## [Extrait du document]
______

Fils d’un géniteur qui ne voit en lui, dès son plus jeune âge, qu’un virtuel réalisateur de ses propres désirs déçus, il va devoir passer sous les fourches Caudines du tyran paternel, assoiffé de faire de lui le champion des champions. Le pauvre petit voudrait rester au sein de sa fratrie ? Non, il devra s’exiler pour être entraîné par un super coach doté d’une splendide paire de ray bans qui, tout en dissimulant sa vue (qu’il a très court…e), affiche son arrogance aboyeuse. Et les quelques milliers de dollars à verser par le père à cette petite « fabrique » de champions n’est à concevoir que comme une avance sur recettes : le retour d’investissement escompté viendra de loin dédouaner le sacrifice (financier) consenti …

Et le petit André a beau protester devant son bol de céréales, il a beau dire et répéter que lui, il veut pas, il a beau trépigner de rage face à cette perspective de cage dorée qu’on lui offre sur un plateau et même, dans un lâcher prise phénoménal, « monter au filet » pour laisser échapper le mot de Cambronne, rien n’y fait, le père est inflexible : « Champion j’ai décidé, champion tu seras mon fils.»

Dès lors, soumis à un matraquage de tous les instants, chaque facette de sa personne est façonnée afin qu’elle réponde, au millimètre près, au cahier des charges de la fabrication manufacturée du parfait tennisman. Conditionnement physique où on lui demande de se présenter dans une attitude impossible à tenir afin d’asservir son corps, conditionnement psychologique où on exige de lui qu’il répète son nom avec le ton agressif (mais point trop) qui convient afin de dompter son esprit en le vidant de toute émotion qui lui serait propre et qui lui rendrait son statut d’être humain singulier.

Mais l’intrusion dans sa « formation » est telle que les impératifs liés à son statut de champion vont déborder le cadre du court pour envahir celui de sa vie (très) personnelle. Soucieux de son « équilibre » sexuel, son « bien-veillant » coach va se mettre à la recherche d’une star du showbiz pour qui, détail superflu, il n’éprouve aucune attirance, lui qui n’a d’yeux que pour Steffi Graf, la joueuse n° 1 du tennis féminin ! (Comme quoi le conditionnement a fonctionné au-delà même des espérances …).

______

## [Données fournies]
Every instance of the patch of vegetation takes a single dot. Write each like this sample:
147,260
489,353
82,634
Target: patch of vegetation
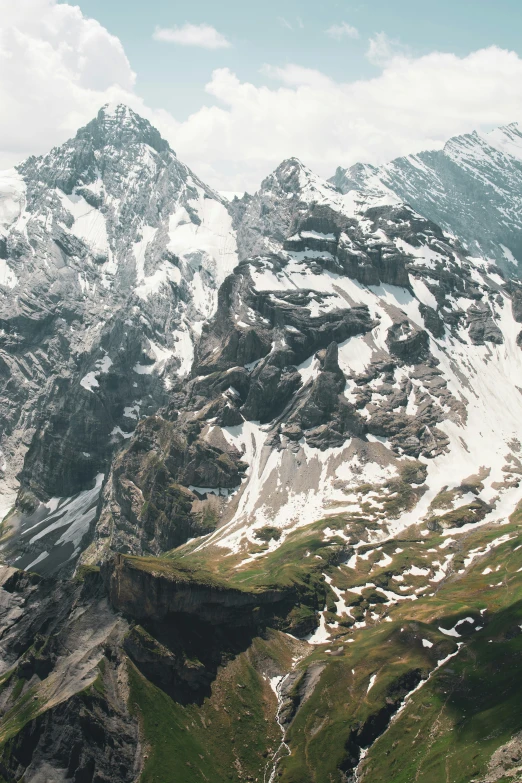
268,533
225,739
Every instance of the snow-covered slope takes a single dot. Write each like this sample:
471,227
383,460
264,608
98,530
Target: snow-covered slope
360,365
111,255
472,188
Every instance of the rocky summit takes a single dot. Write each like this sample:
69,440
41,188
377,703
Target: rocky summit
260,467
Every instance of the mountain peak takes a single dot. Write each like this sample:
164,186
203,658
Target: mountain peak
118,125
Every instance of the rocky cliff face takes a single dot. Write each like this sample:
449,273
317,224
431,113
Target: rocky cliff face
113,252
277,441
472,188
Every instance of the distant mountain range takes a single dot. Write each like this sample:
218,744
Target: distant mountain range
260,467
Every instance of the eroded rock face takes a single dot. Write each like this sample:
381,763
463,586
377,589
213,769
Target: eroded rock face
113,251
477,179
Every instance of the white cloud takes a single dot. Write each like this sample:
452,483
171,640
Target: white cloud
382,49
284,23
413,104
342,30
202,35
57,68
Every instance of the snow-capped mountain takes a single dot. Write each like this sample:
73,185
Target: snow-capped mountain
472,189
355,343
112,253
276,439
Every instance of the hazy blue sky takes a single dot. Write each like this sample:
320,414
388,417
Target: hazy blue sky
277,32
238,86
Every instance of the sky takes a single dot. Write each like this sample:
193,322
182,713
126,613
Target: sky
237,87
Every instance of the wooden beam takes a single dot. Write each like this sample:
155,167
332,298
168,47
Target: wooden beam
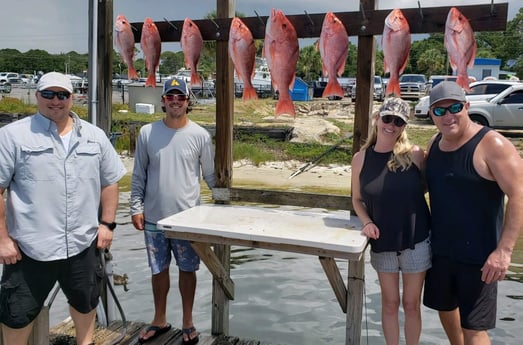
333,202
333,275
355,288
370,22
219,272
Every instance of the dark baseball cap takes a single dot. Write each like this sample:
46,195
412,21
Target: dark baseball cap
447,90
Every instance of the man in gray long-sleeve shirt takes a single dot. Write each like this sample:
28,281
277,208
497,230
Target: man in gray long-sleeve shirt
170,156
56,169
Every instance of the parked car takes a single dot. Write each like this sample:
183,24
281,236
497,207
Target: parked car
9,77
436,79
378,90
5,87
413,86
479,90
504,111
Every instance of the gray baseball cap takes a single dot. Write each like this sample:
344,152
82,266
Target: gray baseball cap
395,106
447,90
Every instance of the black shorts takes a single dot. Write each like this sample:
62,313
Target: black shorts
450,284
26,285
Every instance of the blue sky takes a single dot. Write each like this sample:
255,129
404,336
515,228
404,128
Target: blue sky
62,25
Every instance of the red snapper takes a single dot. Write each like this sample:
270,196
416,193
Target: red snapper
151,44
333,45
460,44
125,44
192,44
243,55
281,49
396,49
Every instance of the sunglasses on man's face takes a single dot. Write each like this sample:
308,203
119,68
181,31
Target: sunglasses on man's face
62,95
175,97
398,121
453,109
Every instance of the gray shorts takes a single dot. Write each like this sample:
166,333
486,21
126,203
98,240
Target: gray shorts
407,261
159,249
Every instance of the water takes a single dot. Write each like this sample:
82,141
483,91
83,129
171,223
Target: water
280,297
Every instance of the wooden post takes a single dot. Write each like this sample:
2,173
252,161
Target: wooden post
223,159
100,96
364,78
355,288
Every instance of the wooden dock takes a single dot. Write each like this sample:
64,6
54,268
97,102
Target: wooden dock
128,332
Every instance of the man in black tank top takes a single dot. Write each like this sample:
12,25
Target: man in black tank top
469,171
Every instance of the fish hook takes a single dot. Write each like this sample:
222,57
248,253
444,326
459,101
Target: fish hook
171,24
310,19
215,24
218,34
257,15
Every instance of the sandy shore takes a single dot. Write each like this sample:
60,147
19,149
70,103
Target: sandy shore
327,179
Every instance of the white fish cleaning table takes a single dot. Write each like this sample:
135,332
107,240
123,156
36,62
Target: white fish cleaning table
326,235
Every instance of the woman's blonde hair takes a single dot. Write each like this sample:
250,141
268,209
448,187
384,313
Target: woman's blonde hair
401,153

______

## [Consigne]
Recopiez le passage de l'extrait qui commence à « Mais l’intrusion dans » et se termine à « des espérances …). ». Les items n'ont aucun rapport avec l'extrait.

## [Corrigé]
Mais l’intrusion dans sa « formation » est telle que les impératifs liés à son statut de champion vont déborder le cadre du court pour envahir celui de sa vie (très) personnelle. Soucieux de son « équilibre » sexuel, son « bien-veillant » coach va se mettre à la recherche d’une star du showbiz pour qui, détail superflu, il n’éprouve aucune attirance, lui qui n’a d’yeux que pour Steffi Graf, la joueuse n° 1 du tennis féminin ! (Comme quoi le conditionnement a fonctionné au-delà même des espérances …).